### PROBLEM REQUIREMENTS:
Update the listing from its start through the line containing "POLYGON ((84 132, 82", replacing "exterior" with "outer" and leaving everything else unchanged.

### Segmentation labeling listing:
··········
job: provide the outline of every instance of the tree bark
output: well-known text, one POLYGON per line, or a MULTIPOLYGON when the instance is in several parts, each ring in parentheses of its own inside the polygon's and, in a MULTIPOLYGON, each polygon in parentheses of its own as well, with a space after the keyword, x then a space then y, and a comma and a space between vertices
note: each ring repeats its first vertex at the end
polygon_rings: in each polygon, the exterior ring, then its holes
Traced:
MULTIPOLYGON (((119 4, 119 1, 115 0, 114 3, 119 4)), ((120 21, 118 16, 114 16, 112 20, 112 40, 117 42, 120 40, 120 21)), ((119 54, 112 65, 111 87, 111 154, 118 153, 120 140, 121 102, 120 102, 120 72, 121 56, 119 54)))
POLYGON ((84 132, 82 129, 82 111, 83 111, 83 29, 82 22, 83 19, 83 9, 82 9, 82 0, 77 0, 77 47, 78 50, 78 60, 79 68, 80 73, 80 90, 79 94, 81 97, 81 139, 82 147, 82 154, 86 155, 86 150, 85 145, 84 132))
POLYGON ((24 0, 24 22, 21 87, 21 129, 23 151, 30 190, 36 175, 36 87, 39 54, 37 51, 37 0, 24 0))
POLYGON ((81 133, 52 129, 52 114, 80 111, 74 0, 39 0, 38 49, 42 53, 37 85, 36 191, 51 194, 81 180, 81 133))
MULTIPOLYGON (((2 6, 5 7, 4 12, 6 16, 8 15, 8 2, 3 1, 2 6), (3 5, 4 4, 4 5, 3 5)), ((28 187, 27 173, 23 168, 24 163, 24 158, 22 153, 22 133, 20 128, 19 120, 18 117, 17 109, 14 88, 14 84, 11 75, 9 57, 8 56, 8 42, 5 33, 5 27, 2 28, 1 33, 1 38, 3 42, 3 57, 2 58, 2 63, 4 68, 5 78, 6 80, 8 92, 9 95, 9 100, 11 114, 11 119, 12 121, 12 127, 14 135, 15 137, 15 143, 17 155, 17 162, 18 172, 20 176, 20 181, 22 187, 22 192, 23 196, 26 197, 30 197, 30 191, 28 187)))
··········
### RESULT:
job: provide the outline of every instance of the tree bark
output: well-known text, one POLYGON per line, or a MULTIPOLYGON when the instance is in several parts, each ring in parentheses of its own inside the polygon's and, in a MULTIPOLYGON, each polygon in parentheses of its own as well, with a space after the keyword, x then a space then y, and a comma and a space between vertices
note: each ring repeats its first vertex at the end
polygon_rings: in each polygon, the outer ring, then its holes
Traced:
MULTIPOLYGON (((119 4, 119 1, 115 0, 114 3, 119 4)), ((120 21, 118 16, 114 16, 112 20, 112 40, 117 42, 120 40, 120 21)), ((119 54, 112 65, 111 87, 111 154, 118 153, 120 140, 121 102, 120 102, 120 72, 121 56, 119 54)))
POLYGON ((84 132, 82 129, 82 111, 83 111, 83 29, 82 22, 83 19, 83 9, 82 9, 82 0, 77 0, 77 47, 78 50, 78 60, 79 68, 80 73, 80 90, 79 94, 81 97, 81 139, 82 147, 82 154, 86 155, 86 150, 85 145, 84 132))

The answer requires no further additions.